(TEXT):
5 out of 5 stars The Road To Reality   August 31, 2008
I highly recommend the reading of this impressive book. It is able to embrace almost all of the mathematical background a serious theoretical physicist should have...and it does so in a both deeply and understandable fashion. It is suitable for anyone interested in knowing why something arising from tbe human mind is capable to describe the Universe. This book may be suplemmented by Geometry, Topology and Physics, Second Edition (Graduate Student Series in Physics), by Mikio Nakahara, a reading recommended for those who may want to go even deeper into the mathematics-physics relationship.


2 out of 5 stars Attempts the impossible   August 12, 2008
 2 out of 2 found this review helpful

It is not possible to express the ideas of modern physics without using mathematics very different from what one studies in high school. But a popular physics book can hardly assume more than a high school level of math. Therefore popular physics books are impossible.

Penrose's 'The Road to Reality' is a demonstration of this proposition. Penrose must be congratulated for facing the problem head on, not shying away from the formulae and trying to teach his readers all the mathematics needed. Penrose is more capable than most for such an undertaking, and often he comes up with clever, intuitive ways of explaining difficult concepts. But ultimately the beautifully-crafted intuition collapses due to the lack of a supporting structure of necessary technical details and hard proofs and the reader is left holding fuzzy ideas which he cannot independently apply.

The book would be a great way for a graduate student in physics or mathematics to see the big picture. Others would do well to stick either with less ambitious popularizations or to go straight to the textbooks. For the former, my recommendation would be Penrose's own The Emperor's New Mind: Concerning Computers, Minds, and the Laws of Physics (Popular Science) while for the latter there is no better place to begin than Singer and Thorpe's Lecture Notes on Elementary Topology and Geometry (Undergraduate Texts in Mathematics) and Needham's Visual Complex Analysis.

(Entries drawn from a collection):

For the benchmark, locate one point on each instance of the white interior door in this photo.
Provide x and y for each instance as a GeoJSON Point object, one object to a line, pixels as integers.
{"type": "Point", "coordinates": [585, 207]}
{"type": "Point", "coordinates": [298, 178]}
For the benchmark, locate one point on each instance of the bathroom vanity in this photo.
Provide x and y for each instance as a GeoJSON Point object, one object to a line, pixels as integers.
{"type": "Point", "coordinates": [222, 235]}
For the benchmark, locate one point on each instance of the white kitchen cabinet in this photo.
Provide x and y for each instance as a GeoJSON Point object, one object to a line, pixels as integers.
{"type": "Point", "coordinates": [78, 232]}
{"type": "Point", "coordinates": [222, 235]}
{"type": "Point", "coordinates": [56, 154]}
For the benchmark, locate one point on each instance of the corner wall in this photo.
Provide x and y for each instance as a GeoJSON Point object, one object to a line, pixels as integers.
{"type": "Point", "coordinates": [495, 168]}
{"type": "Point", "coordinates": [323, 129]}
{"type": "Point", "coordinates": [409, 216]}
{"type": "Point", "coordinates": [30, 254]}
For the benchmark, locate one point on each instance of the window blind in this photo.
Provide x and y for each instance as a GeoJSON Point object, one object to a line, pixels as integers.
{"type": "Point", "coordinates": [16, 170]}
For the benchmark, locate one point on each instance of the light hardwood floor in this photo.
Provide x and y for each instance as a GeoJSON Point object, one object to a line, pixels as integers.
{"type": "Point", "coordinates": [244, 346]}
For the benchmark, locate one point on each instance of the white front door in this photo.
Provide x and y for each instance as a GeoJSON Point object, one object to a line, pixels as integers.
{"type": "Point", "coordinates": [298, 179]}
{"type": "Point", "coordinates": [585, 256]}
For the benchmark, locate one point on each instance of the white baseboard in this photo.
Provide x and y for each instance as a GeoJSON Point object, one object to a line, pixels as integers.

(TASKS FOR THIS EXERCISE):
1. Express the lines of the listing as a JSON list of strings, one string per line with blank lines omitted, starting at the line that contains "wall in this photo." and ending at the last line of the listing, both ends included.
2. Supply the next part of the book reviews, picking up after their final sentence.
The book reviews and the listing come from different sources.

(OUTPUTS):
1.
[
  "For the benchmark, locate one point on each instance of the corner wall in this photo.",
  "Provide x and y for each instance as a GeoJSON Point object, one object to a line, pixels as integers.",
  "{\"type\": \"Point\", \"coordinates\": [495, 168]}",
  "{\"type\": \"Point\", \"coordinates\": [323, 129]}",
  "{\"type\": \"Point\", \"coordinates\": [409, 216]}",
  "{\"type\": \"Point\", \"coordinates\": [30, 254]}",
  "For the benchmark, locate one point on each instance of the window blind in this photo.",
  "Provide x and y for each instance as a GeoJSON Point object, one object to a line, pixels as integers.",
  "{\"type\": \"Point\", \"coordinates\": [16, 170]}",
  "For the benchmark, locate one point on each instance of the light hardwood floor in this photo.",
  "Provide x and y for each instance as a GeoJSON Point object, one object to a line, pixels as integers.",
  "{\"type\": \"Point\", \"coordinates\": [244, 346]}",
  "For the benchmark, locate one point on each instance of the white front door in this photo.",
  "Provide x and y for each instance as a GeoJSON Point object, one object to a line, pixels as integers.",
  "{\"type\": \"Point\", \"coordinates\": [298, 179]}",
  "{\"type\": \"Point\", \"coordinates\": [585, 256]}",
  "For the benchmark, locate one point on each instance of the white baseboard in this photo.",
  "Provide x and y for each instance as a GeoJSON Point object, one object to a line, pixels as integers."
]

2.
5 out of 5 stars Perfect for where I'm at right now, but...   July 30, 2008
 1 out of 1 found this review helpful

This book is perfect for where I'm at right now, which is at an advanced undergraduate level of studying physics. It covers pretty close to all of the ideas in physics that are out there right now, and most of the major areas of mathematics that are involved in explaining these physical theories. As such, it makes a great review of what I've encountered so far, and gives the clearest exposition I've yet encountered for many of the advanced ideas that I've only thus far encountered tangentially. Even for "basic" ideas, Penrose often chooses a way of explaining an idea that is significantly different from how most texts will explain them. His explanantions of complex numbers and the uses of the complex plane, differential forms, and 4-velocity and 4-momentum pop out in my memory as particularly good, and are concepts that I don't feel I entirely "got" until here. Also, he builds the concepts upon each other slowly and systematically, giving the entire book a "story arc" that's rare among physics and mathematics texts. Most of the second half of the book is devoted to what could be considered "cutting edge" physics, and he does an excellent job of evaluating the strengths and weaknesses of the various approachs.

That being said, if this is your first exposure to these topics, you will be lost. The math is generally more clearly built up from what would be a non-mathematically minded person's starting point, but even that has points at which an extremely subtle mind is needed to fill in the intervening steps. The physics is even more difficult if you've had no exposure, but I personally found this to be one of the books virtues. For instance, you will probably come away with no understanding of electromagnetism and how electricity and magnetism came to be seen as unified if this is your first exposure, but for those who already have encountered it at an undergraduate level, you will come to a much deeper appreciation of its symmetries.

All in all an excellent book, but the publishers should reconsider the way they are marketing it as a book for the layman.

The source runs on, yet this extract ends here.